■ **What you will do**
Turn each line of the records below into a row of a Markdown table with the columns Row and Line. Number the rows and leave out blank lines.

══ Input records

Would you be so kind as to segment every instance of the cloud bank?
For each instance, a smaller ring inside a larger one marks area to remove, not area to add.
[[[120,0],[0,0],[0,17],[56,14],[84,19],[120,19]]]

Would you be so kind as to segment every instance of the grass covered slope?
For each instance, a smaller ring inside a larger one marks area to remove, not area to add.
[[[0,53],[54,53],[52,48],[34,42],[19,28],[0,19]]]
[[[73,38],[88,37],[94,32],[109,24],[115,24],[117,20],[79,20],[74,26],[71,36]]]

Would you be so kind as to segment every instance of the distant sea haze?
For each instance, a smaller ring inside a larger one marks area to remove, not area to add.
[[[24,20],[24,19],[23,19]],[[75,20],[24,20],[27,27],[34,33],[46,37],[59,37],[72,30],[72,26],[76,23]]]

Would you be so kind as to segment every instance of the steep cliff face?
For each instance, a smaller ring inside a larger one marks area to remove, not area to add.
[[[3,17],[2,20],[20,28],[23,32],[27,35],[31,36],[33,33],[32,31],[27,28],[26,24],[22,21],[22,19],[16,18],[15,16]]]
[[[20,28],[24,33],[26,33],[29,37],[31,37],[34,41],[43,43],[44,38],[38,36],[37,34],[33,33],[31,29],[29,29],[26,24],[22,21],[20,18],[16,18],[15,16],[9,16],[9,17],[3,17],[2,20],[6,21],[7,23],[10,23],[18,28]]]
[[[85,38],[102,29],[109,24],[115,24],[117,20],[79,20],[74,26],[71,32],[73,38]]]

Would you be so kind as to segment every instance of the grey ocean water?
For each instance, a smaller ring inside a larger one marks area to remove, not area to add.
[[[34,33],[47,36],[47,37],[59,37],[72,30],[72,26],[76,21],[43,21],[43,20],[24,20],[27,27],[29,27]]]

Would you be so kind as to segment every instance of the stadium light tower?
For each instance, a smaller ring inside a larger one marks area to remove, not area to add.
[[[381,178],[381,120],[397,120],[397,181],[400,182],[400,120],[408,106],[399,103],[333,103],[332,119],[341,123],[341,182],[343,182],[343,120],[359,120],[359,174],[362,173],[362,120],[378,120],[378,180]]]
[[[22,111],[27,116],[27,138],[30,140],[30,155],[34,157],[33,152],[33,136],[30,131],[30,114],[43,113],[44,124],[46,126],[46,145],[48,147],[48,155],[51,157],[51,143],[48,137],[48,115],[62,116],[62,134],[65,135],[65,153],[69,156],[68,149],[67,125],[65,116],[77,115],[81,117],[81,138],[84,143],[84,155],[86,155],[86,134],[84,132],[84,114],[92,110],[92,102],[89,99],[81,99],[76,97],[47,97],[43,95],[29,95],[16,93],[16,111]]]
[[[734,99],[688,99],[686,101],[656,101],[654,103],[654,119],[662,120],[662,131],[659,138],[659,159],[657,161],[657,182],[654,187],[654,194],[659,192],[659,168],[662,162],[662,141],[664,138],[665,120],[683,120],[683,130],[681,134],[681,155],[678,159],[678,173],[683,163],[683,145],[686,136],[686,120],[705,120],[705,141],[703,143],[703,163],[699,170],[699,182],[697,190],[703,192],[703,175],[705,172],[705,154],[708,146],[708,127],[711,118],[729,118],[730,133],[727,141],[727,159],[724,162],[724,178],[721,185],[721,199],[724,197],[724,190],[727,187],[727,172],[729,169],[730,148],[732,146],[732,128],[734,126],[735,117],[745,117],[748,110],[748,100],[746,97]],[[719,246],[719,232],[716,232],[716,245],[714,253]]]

════

■ **Solution**
| Row | Line |
|---|---|
| 1 | Would you be so kind as to segment every instance of the cloud bank? |
| 2 | For each instance, a smaller ring inside a larger one marks area to remove, not area to add. |
| 3 | [[[120,0],[0,0],[0,17],[56,14],[84,19],[120,19]]] |
| 4 | Would you be so kind as to segment every instance of the grass covered slope? |
| 5 | For each instance, a smaller ring inside a larger one marks area to remove, not area to add. |
| 6 | [[[0,53],[54,53],[52,48],[34,42],[19,28],[0,19]]] |
| 7 | [[[73,38],[88,37],[94,32],[109,24],[115,24],[117,20],[79,20],[74,26],[71,36]]] |
| 8 | Would you be so kind as to segment every instance of the distant sea haze? |
| 9 | For each instance, a smaller ring inside a larger one marks area to remove, not area to add. |
| 10 | [[[24,20],[24,19],[23,19]],[[75,20],[24,20],[27,27],[34,33],[46,37],[59,37],[72,30],[72,26],[76,23]]] |
| 11 | Would you be so kind as to segment every instance of the steep cliff face? |
| 12 | For each instance, a smaller ring inside a larger one marks area to remove, not area to add. |
| 13 | [[[3,17],[2,20],[20,28],[23,32],[27,35],[31,36],[33,33],[32,31],[27,28],[26,24],[22,21],[22,19],[16,18],[15,16]]] |
| 14 | [[[20,28],[24,33],[26,33],[29,37],[31,37],[34,41],[43,43],[44,38],[38,36],[37,34],[33,33],[31,29],[29,29],[26,24],[22,21],[20,18],[16,18],[15,16],[9,16],[9,17],[3,17],[2,20],[6,21],[7,23],[10,23],[18,28]]] |
| 15 | [[[85,38],[102,29],[109,24],[115,24],[117,20],[79,20],[74,26],[71,32],[73,38]]] |
| 16 | Would you be so kind as to segment every instance of the grey ocean water? |
| 17 | For each instance, a smaller ring inside a larger one marks area to remove, not area to add. |
| 18 | [[[34,33],[47,36],[47,37],[59,37],[72,30],[72,26],[76,21],[43,21],[43,20],[24,20],[27,27],[29,27]]] |
| 19 | Would you be so kind as to segment every instance of the stadium light tower? |
| 20 | For each instance, a smaller ring inside a larger one marks area to remove, not area to add. |
| 21 | [[[381,178],[381,120],[397,120],[397,181],[400,182],[400,120],[408,106],[399,103],[333,103],[332,119],[341,123],[341,182],[343,182],[343,120],[359,120],[359,174],[362,173],[362,120],[378,120],[378,180]]] |
| 22 | [[[22,111],[27,116],[27,138],[30,140],[30,155],[34,157],[33,152],[33,136],[30,131],[30,114],[43,113],[44,124],[46,126],[46,145],[48,147],[48,155],[51,157],[51,143],[48,137],[48,115],[62,116],[62,134],[65,135],[65,153],[69,156],[68,149],[67,125],[65,116],[77,115],[81,117],[81,138],[84,143],[84,155],[86,155],[86,134],[84,132],[84,114],[92,110],[92,102],[89,99],[81,99],[76,97],[47,97],[43,95],[29,95],[16,93],[16,111]]] |
| 23 | [[[734,99],[688,99],[686,101],[656,101],[654,103],[654,119],[662,120],[662,131],[659,138],[659,159],[657,161],[657,182],[654,187],[654,194],[659,192],[659,168],[662,162],[662,141],[664,138],[665,120],[683,120],[683,130],[681,134],[681,155],[678,159],[678,173],[683,163],[683,145],[686,136],[686,120],[705,120],[705,141],[703,143],[703,163],[699,170],[699,182],[697,190],[703,192],[703,175],[705,172],[705,154],[708,146],[708,127],[711,118],[729,118],[730,133],[727,141],[727,159],[724,162],[724,178],[721,185],[721,199],[724,197],[724,190],[727,187],[727,172],[729,169],[730,148],[732,146],[732,128],[734,126],[735,117],[745,117],[748,110],[748,100],[746,97]],[[719,246],[719,232],[716,232],[716,245],[714,253]]] |